----- Zu bearbeitendes Material
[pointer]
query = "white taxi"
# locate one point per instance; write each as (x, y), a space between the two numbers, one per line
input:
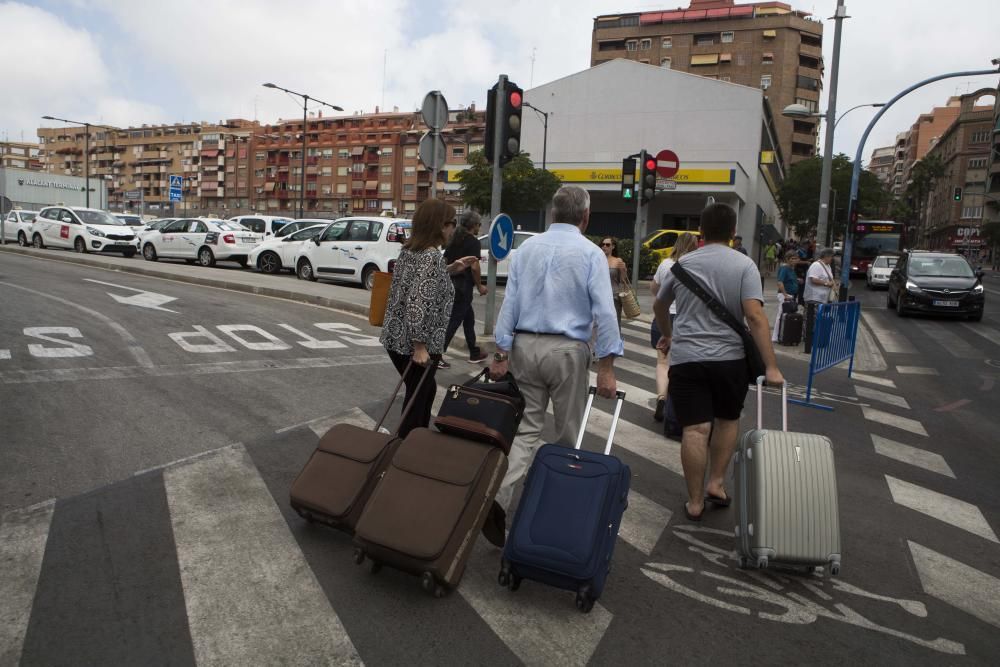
(83, 229)
(17, 226)
(353, 249)
(278, 252)
(201, 240)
----------
Was benötigt wird
Stelle bitte sämtliche Zeilen oben als Markdown-Tabelle mit den Spalten „Nr.“ für die laufende Nummer und „Zeile“ für den Text dar. Leerzeilen und Bilder gehören nicht in die Tabelle.

Lösung der Aufgabe
| Nr. | Zeile |
|---|---|
| 1 | [pointer] |
| 2 | query = "white taxi" |
| 3 | # locate one point per instance; write each as (x, y), a space between the two numbers, one per line |
| 4 | input: |
| 5 | (83, 229) |
| 6 | (17, 226) |
| 7 | (353, 249) |
| 8 | (278, 252) |
| 9 | (201, 240) |